- **What is needed**:
Each line from the one containing "Per instance: inside" through the final line below must be reproduced exactly, and no others.

(Stored data)
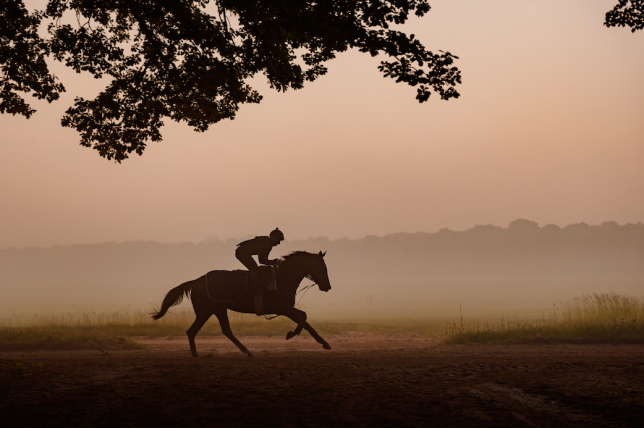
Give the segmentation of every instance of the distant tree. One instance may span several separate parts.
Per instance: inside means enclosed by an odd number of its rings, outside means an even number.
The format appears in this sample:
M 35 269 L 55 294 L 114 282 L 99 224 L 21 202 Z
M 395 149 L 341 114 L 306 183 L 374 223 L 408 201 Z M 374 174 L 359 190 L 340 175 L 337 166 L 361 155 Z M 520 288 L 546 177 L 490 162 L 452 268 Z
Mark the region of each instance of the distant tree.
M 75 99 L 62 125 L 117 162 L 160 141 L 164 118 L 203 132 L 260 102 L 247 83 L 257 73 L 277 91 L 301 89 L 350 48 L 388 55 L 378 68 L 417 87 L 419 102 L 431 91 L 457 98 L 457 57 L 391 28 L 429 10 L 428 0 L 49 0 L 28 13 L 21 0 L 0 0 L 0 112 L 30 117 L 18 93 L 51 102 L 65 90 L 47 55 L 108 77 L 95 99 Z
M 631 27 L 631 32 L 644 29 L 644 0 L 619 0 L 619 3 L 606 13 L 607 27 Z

- **Task response**:
Per instance: inside means enclosed by an odd number of its rings, outside means an even number.
The format appears in this sample:
M 35 269 L 55 294 L 114 282 L 99 224 L 21 202 Z
M 395 149 L 341 114 L 306 183 L 374 223 L 408 201 Z M 374 174 L 359 190 L 340 175 L 337 166 L 361 155 Z M 520 288 L 546 177 L 490 162 L 452 268 Z
Mark the region of each instance of the distant tree.
M 75 99 L 62 125 L 117 162 L 160 141 L 164 118 L 203 132 L 260 102 L 247 83 L 257 73 L 277 91 L 301 89 L 350 48 L 388 55 L 378 68 L 417 87 L 419 102 L 431 91 L 457 98 L 457 57 L 391 28 L 429 10 L 428 0 L 49 0 L 28 13 L 21 0 L 0 0 L 0 112 L 30 117 L 18 93 L 51 102 L 65 90 L 47 55 L 108 77 L 95 99 Z
M 631 27 L 631 32 L 644 29 L 644 0 L 619 0 L 619 3 L 606 13 L 607 27 Z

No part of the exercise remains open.